(WHAT TO PRODUCE) From the VMI course listing below, set down word for word everything from "Summer Week 1" down to "of real numbers.".

[[ TEXT EXCERPT, beginning ]]

VMI Professional Development Courses

Summer Week 1

• Mathematics as a Second Language – The fundamentals of mathematics begins with a solid understanding of arithmetic, and its relationship to all strands of mathematics. As the VMI’s signature course, the major theme of Mathematics as a Second Language, is understanding algebra and arithmetic through language. The objective is to provide a solid conceptual understanding of the operations of arithmetic, as well as the interrelationships among arithmetic, algebra, and geometry. Topics include arithmetic vs. algebra; solving equations; place value and the history of counting; inverse processes; the geometry of multiplication; the many faces of division; rational vs. irrational numbers and the one-dimensional geometry of real numbers.
• Geometry for Teachers – This course highlights the intimate relationship among arithmetic, algebra, and geometry, examining the importance of geometric imagery and the idea that behind every measurement lies a geometric concept. Participants investigate decomposing, rearranging, and shearing to understand why measurement formulas work, symmetry as a geometric concept, and the use of conjecture in geometric investigations.

[[ TEXT EXCERPT, end ]]
[[ THE DATA, beginning ]]

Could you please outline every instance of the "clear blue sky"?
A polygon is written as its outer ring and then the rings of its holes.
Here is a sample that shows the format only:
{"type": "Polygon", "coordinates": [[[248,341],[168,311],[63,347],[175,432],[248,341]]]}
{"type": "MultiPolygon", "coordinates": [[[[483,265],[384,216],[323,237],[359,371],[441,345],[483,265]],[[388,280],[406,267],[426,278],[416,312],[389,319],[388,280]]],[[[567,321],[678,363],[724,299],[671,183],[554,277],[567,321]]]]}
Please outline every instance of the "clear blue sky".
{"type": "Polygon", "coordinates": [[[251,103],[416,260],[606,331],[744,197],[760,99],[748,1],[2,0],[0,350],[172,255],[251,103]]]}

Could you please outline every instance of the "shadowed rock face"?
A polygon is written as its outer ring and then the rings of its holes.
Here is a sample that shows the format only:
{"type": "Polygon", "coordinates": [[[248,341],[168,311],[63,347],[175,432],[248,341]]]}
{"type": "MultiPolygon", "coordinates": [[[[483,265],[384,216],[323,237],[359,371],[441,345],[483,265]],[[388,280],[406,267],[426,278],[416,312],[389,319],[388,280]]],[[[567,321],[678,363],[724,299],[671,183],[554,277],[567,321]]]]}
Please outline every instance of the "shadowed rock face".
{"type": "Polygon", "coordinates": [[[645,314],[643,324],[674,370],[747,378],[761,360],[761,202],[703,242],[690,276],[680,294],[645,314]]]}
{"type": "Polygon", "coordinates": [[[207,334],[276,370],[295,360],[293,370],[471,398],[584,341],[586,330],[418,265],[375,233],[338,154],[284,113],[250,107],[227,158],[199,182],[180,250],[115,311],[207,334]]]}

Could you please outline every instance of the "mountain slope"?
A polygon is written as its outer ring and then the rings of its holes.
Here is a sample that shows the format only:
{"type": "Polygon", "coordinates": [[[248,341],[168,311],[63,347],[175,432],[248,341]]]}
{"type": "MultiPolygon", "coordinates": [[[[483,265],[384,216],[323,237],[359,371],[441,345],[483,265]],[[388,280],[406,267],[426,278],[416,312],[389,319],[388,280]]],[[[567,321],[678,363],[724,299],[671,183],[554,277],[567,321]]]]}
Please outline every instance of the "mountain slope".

[[ THE DATA, end ]]

(SOLVED PROBLEM)
Summer Week 1

• Mathematics as a Second Language – The fundamentals of mathematics begins with a solid understanding of arithmetic, and its relationship to all strands of mathematics. As the VMI’s signature course, the major theme of Mathematics as a Second Language, is understanding algebra and arithmetic through language. The objective is to provide a solid conceptual understanding of the operations of arithmetic, as well as the interrelationships among arithmetic, algebra, and geometry. Topics include arithmetic vs. algebra; solving equations; place value and the history of counting; inverse processes; the geometry of multiplication; the many faces of division; rational vs. irrational numbers and the one-dimensional geometry of real numbers.